- Exercise instructions -
Answer these questions using the shelf-of-rulebooks post below:
(a) What is partly hiding the writer's shelf?
(b) At least what share of what the writer can see on the shelf is settings the writer has barely used?
(c) What did the writer use to play D&D for many years?
>> start Extract to read
Waste of Paper

You have a shelf full of rulebooks and you have spent hundreds of pounds/dollars over the years keeping it that way but just how much of what fills your shelf would you honestly buy if you were given the chance to read through it all those years ago? Sure you’ll have the systems and the settings that you’ll have played before as a player or picked up for a quick look while at a friends house but how many have you bought either off your own back or after barely reading a review online or in a magazine?

I’m looking at my shelf at the moment and a lot of it is obscured by the detritus beside my bed but at least 50% of what I can see is settings that I’ve barely used.

  • Dragon Mountain – To this day I still have no idea why I bought it. The books have been flicked through maybe twice and then discarded to the bookshelf never to be opened again. In fact I think it was bought at the urging of a few of my players who quickly changed their minds after I’d handed over my hard earned cash and they’d got their grubby mitts of the books for themselves.
  • Karameikos – I know why I bought this and I know why it still sits on my shelf and not in a landfill somewhere. For many years I played D&D using the Rules Cyclopedia and was sitting on the edge of my seat when I found out they were releasing the setting for AD&D. Again this setting has never been touched except for the occasional flick through to remind me of what mistakes TSR could make. I think it was still TSR at the time. It’s a lesson in how something right can become so wrong when no thought goes into the process.
>> end Extract to read
>> start Extracted data
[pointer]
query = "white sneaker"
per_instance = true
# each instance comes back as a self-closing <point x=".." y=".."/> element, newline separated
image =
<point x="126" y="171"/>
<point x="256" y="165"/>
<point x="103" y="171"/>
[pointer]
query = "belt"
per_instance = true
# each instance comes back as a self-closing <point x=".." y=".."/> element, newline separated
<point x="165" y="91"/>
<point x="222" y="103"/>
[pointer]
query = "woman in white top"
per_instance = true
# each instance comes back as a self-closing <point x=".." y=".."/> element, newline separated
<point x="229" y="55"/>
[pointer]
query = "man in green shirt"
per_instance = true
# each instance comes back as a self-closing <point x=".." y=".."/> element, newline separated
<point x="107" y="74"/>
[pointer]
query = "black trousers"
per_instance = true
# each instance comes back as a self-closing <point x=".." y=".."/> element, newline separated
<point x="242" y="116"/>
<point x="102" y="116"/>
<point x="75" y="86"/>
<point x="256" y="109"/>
>> end Extracted data
- Output for this task -
(a) The detritus beside the writer's bed.
(b) At least 50%.
(c) The Rules Cyclopedia.